— SET EXERCISE —
All of the records below need to be copied exactly.

═══ RECORDS FOR THE EXERCISE ═══

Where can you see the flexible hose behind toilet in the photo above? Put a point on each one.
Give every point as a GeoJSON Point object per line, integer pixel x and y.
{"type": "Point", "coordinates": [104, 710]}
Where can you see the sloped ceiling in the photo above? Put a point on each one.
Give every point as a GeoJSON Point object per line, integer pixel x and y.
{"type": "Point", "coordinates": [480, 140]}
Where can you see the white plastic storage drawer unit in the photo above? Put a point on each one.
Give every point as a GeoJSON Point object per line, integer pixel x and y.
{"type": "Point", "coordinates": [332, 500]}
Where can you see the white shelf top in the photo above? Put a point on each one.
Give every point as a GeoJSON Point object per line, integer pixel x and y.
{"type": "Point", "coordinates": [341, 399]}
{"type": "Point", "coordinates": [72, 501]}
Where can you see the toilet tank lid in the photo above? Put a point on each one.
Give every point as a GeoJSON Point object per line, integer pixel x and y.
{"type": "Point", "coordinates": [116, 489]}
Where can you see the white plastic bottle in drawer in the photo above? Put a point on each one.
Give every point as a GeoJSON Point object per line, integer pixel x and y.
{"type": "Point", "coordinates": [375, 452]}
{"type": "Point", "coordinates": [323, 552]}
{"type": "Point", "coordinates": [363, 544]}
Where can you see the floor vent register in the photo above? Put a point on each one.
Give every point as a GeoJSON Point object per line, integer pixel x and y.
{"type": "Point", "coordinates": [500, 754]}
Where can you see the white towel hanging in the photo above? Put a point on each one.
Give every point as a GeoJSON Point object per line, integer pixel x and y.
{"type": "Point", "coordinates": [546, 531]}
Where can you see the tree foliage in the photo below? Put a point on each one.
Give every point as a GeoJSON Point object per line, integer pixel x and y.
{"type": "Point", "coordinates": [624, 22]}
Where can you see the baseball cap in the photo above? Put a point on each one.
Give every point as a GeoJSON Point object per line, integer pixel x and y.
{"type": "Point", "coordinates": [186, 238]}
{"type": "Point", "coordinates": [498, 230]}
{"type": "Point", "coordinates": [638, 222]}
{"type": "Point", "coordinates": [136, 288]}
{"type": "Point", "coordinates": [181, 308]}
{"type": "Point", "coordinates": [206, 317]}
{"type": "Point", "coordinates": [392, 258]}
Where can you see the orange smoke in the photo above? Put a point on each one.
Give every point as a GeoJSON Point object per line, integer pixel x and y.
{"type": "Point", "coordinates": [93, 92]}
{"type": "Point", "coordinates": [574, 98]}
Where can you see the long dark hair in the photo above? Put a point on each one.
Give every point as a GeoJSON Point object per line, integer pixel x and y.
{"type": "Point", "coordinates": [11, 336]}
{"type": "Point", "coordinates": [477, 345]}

═══

— CORRECT OUTPUT —
Where can you see the flexible hose behind toilet in the photo above? Put a point on each one.
Give every point as a GeoJSON Point object per line, integer pixel x and y.
{"type": "Point", "coordinates": [104, 710]}
Where can you see the sloped ceiling in the photo above? Put a point on each one.
Give every point as a GeoJSON Point object per line, integer pixel x and y.
{"type": "Point", "coordinates": [480, 140]}
Where can you see the white plastic storage drawer unit in the photo above? Put a point on each one.
Give every point as a GeoJSON Point object per line, integer pixel x and y.
{"type": "Point", "coordinates": [332, 500]}
Where can you see the white shelf top in the photo above? Put a point on each one.
Give every point as a GeoJSON Point object per line, integer pixel x and y.
{"type": "Point", "coordinates": [341, 399]}
{"type": "Point", "coordinates": [72, 501]}
Where can you see the toilet tank lid in the photo above? Put a point on each one.
Give every point as a GeoJSON Point object per line, integer pixel x and y.
{"type": "Point", "coordinates": [116, 489]}
Where can you see the white plastic bottle in drawer in the photo above? Put a point on each one.
Give every point as a GeoJSON Point object per line, integer pixel x and y.
{"type": "Point", "coordinates": [375, 452]}
{"type": "Point", "coordinates": [323, 552]}
{"type": "Point", "coordinates": [363, 544]}
Where can you see the floor vent register in the photo above? Put a point on each one.
Give every point as a GeoJSON Point object per line, integer pixel x and y.
{"type": "Point", "coordinates": [500, 754]}
Where can you see the white towel hanging in the photo above? Put a point on each one.
Give every point as a GeoJSON Point object per line, integer pixel x and y.
{"type": "Point", "coordinates": [546, 531]}
Where can you see the tree foliage in the photo below? Put a point on each one.
Give every point as a GeoJSON Point object per line, integer pixel x and y.
{"type": "Point", "coordinates": [624, 22]}
Where can you see the baseball cap in the photo above? Put a point on each one.
Give every point as a GeoJSON Point object per line, integer pixel x and y.
{"type": "Point", "coordinates": [186, 238]}
{"type": "Point", "coordinates": [498, 230]}
{"type": "Point", "coordinates": [638, 222]}
{"type": "Point", "coordinates": [136, 288]}
{"type": "Point", "coordinates": [181, 308]}
{"type": "Point", "coordinates": [206, 317]}
{"type": "Point", "coordinates": [392, 258]}
Where can you see the orange smoke in the photo above? Put a point on each one.
Give every point as a GeoJSON Point object per line, integer pixel x and y.
{"type": "Point", "coordinates": [93, 92]}
{"type": "Point", "coordinates": [574, 98]}
Where can you see the long dark hair in the photo above? Put a point on each one.
Give every point as a GeoJSON Point object per line, integer pixel x and y.
{"type": "Point", "coordinates": [11, 336]}
{"type": "Point", "coordinates": [477, 345]}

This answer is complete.